— Assignment —
In the entries below, count every line with the string "autumn". State the count and nothing else.

BEGIN

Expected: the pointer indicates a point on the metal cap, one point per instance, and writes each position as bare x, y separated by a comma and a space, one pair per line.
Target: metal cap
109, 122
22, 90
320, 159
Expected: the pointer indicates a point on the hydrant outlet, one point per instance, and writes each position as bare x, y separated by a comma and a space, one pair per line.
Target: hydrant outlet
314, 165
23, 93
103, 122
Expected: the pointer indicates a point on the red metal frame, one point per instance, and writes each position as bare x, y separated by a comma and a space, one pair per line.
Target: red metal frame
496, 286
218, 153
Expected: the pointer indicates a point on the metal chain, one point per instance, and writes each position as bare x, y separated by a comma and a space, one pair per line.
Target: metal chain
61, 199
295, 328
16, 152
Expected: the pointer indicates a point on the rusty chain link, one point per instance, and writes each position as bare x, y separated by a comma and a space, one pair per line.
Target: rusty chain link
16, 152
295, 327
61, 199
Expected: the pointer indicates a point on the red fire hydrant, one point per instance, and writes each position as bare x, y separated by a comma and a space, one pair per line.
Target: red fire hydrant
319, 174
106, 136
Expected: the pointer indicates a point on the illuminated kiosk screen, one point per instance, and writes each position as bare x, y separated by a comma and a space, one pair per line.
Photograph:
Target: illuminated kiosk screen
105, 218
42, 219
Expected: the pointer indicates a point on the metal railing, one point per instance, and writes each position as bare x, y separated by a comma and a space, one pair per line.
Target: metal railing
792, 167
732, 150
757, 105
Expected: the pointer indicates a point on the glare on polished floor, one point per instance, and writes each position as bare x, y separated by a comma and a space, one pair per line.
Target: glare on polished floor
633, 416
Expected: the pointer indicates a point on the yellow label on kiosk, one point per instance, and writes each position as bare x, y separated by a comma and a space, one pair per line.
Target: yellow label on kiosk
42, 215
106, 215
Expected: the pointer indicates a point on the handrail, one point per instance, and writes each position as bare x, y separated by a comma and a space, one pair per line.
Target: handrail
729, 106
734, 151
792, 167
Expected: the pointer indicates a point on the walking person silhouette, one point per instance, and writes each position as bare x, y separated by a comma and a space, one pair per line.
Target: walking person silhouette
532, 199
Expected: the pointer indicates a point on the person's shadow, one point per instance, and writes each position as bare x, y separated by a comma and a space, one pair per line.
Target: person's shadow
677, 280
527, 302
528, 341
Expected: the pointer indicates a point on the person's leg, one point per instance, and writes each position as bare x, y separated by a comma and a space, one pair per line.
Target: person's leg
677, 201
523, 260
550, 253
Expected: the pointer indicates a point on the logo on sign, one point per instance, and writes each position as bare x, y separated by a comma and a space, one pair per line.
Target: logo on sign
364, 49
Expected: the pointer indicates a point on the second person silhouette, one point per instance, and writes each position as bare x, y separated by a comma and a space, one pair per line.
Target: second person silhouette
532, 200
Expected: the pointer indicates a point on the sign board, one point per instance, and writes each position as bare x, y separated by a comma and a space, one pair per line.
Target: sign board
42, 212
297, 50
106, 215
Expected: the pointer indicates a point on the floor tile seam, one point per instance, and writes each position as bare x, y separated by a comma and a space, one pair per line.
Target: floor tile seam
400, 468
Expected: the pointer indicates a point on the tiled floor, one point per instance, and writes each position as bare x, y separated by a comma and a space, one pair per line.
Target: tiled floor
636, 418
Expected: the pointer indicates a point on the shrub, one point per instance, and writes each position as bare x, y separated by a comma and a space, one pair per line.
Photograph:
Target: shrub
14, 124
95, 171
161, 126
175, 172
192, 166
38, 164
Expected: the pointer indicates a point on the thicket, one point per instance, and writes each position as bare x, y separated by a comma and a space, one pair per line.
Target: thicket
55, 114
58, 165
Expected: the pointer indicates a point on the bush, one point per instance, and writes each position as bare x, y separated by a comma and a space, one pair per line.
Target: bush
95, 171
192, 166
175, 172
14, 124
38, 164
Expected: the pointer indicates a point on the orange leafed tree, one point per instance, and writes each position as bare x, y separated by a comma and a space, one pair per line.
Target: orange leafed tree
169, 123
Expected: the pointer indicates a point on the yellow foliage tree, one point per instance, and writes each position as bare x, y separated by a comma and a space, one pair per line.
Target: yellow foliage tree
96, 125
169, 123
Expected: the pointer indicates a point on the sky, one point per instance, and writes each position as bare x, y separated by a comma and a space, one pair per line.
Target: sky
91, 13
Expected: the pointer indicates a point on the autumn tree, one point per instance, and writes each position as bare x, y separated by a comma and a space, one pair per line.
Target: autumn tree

END

— Exercise output —
2